***** Data yang ditampilkan

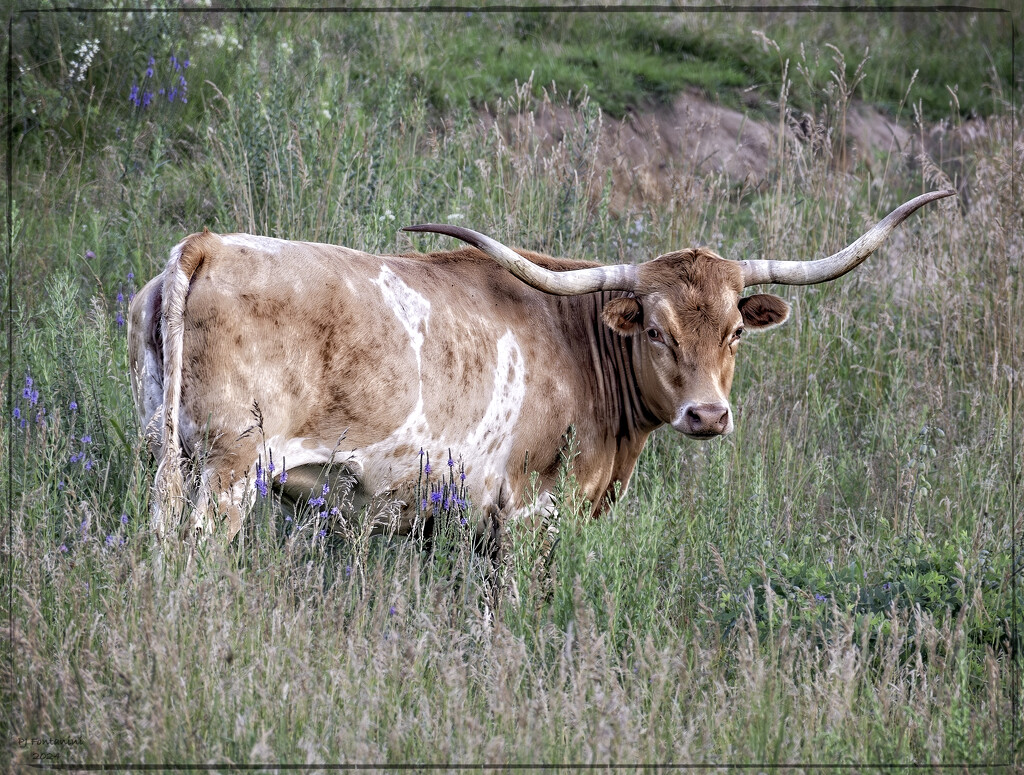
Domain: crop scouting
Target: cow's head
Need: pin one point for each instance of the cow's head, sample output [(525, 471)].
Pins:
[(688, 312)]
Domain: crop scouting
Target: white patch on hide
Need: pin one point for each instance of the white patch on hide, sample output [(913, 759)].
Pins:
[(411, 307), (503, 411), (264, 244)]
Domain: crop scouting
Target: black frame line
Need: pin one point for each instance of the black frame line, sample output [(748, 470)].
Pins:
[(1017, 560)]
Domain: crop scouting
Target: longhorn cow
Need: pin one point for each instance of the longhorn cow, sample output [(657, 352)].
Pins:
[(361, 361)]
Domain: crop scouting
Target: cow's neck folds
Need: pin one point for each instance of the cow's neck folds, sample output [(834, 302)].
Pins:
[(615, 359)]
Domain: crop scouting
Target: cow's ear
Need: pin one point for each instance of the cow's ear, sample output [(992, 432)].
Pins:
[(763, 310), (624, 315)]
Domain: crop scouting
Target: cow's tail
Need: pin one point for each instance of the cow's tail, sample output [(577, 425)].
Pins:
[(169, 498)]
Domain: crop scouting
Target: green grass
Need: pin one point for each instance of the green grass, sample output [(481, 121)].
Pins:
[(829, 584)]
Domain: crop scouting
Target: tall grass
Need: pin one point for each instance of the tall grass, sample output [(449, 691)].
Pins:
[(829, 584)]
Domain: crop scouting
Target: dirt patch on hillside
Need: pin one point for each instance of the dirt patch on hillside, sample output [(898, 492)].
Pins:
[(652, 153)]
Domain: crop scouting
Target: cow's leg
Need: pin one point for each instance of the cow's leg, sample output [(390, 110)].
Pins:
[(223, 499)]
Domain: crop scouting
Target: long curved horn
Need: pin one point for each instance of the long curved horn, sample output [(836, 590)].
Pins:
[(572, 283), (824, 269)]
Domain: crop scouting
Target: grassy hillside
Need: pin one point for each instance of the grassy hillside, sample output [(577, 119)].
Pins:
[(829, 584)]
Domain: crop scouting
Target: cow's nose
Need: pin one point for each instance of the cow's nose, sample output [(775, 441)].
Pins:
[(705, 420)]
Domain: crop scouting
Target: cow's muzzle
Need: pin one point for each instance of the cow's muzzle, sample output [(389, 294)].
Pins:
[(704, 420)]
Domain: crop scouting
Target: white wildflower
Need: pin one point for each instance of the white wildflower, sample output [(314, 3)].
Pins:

**********

▶ _Kerjakan ini_
Tuliskan kembali semua catatan di atas baris demi baris tanpa mengubah apa pun, tetapi jangan sertakan gambarnya.

▶ _Hasil tugas_
Domain: crop scouting
Target: cow's head
Need: pin one point for each instance of the cow's head, sample output [(525, 471)].
Pins:
[(688, 312)]
Domain: crop scouting
Target: white patch on hide
Need: pin one point for each instance of the white patch on hide, sample output [(913, 759)].
Pins:
[(411, 307), (503, 411), (264, 244)]
Domain: crop scouting
Target: black frame line
Need: pin one point for each instance of the black frame line, sample output [(748, 470)].
Pins:
[(1017, 560)]
Domain: crop scouting
Target: longhorn cow
Need: pin one point for each instance of the longhorn cow, sample output [(657, 352)].
Pins:
[(361, 361)]
Domain: crop scouting
Target: cow's neck folds
Need: pin one point for each instance of the cow's neck folds, sample output [(834, 302)].
Pins:
[(615, 359)]
Domain: crop scouting
Target: cow's ear
Need: pin one point for each instance of the cow's ear, sample output [(992, 432)].
Pins:
[(763, 310), (624, 315)]
Domain: crop scouting
Target: cow's tail
Need: pin one point for each instance of the cow's tail, sample output [(577, 425)].
Pins:
[(169, 498)]
Domain: crop scouting
Target: green grass
Need: pin one point for each instance of the green grass, sample output [(481, 121)].
Pins:
[(829, 584)]
Domain: crop scouting
Target: tall grass
Need: pin one point for each instance of the tall grass, sample output [(449, 691)].
Pins:
[(829, 584)]
Domain: crop scouting
Target: dirt patch on hillside
Need: pin one point for each instance of the dirt patch on hillside, sample output [(898, 492)].
Pins:
[(652, 153)]
Domain: crop scouting
Target: cow's leg
Need: pin one point for each instance of the cow's leg, sample output [(390, 110)].
Pins:
[(223, 499)]
Domain: crop scouting
Target: long curved horn
Need: pin one point for each instance of the long curved horn, sample output [(836, 590)].
Pins:
[(572, 283), (824, 269)]
Domain: crop scouting
Target: grassy hillside
Need: pin one point for each instance of the grassy hillside, sample output [(577, 119)].
Pins:
[(829, 584)]
Domain: crop scouting
Target: cow's nose
Need: pin one point for each instance of the cow's nose, sample output [(775, 441)].
Pins:
[(705, 420)]
Domain: crop scouting
Target: cow's muzzle
Need: pin one point for each instance of the cow's muzzle, sample output [(389, 294)].
Pins:
[(704, 420)]
Domain: crop scouting
Target: white wildflower
Need: pin one point for each instance of the white wildflower, sample output [(314, 3)].
Pins:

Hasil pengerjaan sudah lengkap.